DIRECTIVE -
Extract all of the data and reproduce it precisely.

[Region labeling records]

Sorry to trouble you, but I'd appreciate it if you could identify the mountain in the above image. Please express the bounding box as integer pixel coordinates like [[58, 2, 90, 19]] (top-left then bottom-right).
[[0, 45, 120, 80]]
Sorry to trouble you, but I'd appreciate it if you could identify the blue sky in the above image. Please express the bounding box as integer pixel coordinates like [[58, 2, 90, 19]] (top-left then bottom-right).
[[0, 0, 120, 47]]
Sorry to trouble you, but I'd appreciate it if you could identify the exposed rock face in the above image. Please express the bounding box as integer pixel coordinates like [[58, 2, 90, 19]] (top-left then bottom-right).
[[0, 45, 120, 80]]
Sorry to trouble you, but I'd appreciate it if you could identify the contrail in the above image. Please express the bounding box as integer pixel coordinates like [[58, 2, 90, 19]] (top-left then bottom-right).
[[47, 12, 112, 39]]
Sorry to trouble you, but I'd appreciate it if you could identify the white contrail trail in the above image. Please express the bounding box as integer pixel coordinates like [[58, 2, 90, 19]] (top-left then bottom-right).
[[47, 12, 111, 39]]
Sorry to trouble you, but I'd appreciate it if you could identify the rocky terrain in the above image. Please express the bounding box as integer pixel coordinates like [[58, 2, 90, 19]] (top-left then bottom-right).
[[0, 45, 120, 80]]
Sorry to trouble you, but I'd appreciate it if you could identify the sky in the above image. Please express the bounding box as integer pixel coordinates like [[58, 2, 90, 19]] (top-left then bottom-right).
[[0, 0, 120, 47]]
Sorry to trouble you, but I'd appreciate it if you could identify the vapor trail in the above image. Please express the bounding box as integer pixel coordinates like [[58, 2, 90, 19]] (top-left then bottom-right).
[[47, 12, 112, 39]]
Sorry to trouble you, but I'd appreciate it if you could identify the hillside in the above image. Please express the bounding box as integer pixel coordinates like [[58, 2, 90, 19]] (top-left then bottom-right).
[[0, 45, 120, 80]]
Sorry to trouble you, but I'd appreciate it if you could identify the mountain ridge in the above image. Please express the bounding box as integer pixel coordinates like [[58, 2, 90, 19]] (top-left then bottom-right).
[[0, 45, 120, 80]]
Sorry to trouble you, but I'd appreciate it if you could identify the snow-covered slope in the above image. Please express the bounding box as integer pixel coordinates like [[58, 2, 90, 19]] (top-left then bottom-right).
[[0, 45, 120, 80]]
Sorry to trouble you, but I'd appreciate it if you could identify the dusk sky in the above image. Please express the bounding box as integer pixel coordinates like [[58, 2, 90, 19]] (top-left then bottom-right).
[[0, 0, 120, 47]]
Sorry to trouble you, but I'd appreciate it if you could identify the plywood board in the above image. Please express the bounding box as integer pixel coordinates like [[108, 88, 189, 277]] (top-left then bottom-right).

CORRECT RESULT -
Sorry to trouble you, but I'd appreciate it if you could identify the mountain in the above image. Please express the bounding box as integer pixel coordinates like [[58, 2, 90, 19]] (top-left then bottom-right).
[[0, 45, 120, 80]]
Sorry to trouble you, but I'd appreciate it if you could identify the blue sky in the above image. Please express the bounding box as integer pixel coordinates like [[58, 2, 90, 19]] (top-left then bottom-right).
[[0, 0, 120, 47]]
Sorry to trouble you, but I'd appreciate it if you could identify the exposed rock face in the above image. Please express the bounding box as integer pixel coordinates like [[58, 2, 90, 19]] (top-left then bottom-right).
[[0, 45, 120, 80]]
Sorry to trouble you, but I'd appreciate it if you could identify the contrail in the above image. Please express the bounding box as integer pixel coordinates like [[58, 2, 90, 19]] (top-left then bottom-right).
[[47, 12, 112, 39]]
Sorry to trouble you, but I'd appreciate it if you could identify the white contrail trail in the above image. Please express the bounding box as integer pixel coordinates like [[58, 2, 90, 19]] (top-left then bottom-right).
[[47, 12, 111, 39]]
Sorry to trouble you, but I'd appreciate it if you could identify the rocky terrain in the above image. Please express the bounding box as integer pixel coordinates like [[58, 2, 90, 19]] (top-left then bottom-right).
[[0, 45, 120, 80]]
Sorry to trouble you, but I'd appreciate it if you could identify the sky in the above image. Please express the bounding box as integer pixel coordinates like [[58, 2, 90, 19]] (top-left then bottom-right).
[[0, 0, 120, 47]]
Sorry to trouble you, but I'd appreciate it if you could identify the vapor trail in the above image. Please express the bounding box as integer pixel coordinates like [[58, 2, 90, 19]] (top-left then bottom-right).
[[47, 12, 112, 39]]
Sorry to trouble you, but I'd appreciate it if you could identify the hillside in the above image. Please express the bounding box as integer pixel coordinates like [[58, 2, 90, 19]] (top-left then bottom-right).
[[0, 45, 120, 80]]
Sorry to trouble you, but I'd appreciate it if you could identify the mountain ridge in the above image. Please express the bounding box as integer pixel coordinates like [[58, 2, 90, 19]] (top-left then bottom-right).
[[0, 45, 120, 80]]
Sorry to trouble you, but I'd appreciate it if you could identify the snow-covered slope in the above image. Please express the bounding box as integer pixel coordinates like [[58, 2, 90, 19]] (top-left then bottom-right).
[[0, 45, 120, 80]]
Sorry to trouble you, but I'd appreciate it if you could identify the dusk sky in the above image. Please express the bounding box as integer pixel coordinates like [[58, 2, 90, 19]] (top-left then bottom-right).
[[0, 0, 120, 47]]
Sorry to trouble you, but I'd appreciate it if you could identify the plywood board in the above image. Please express the bounding box as integer pixel coordinates like [[108, 88, 189, 277]] (top-left then bottom-right).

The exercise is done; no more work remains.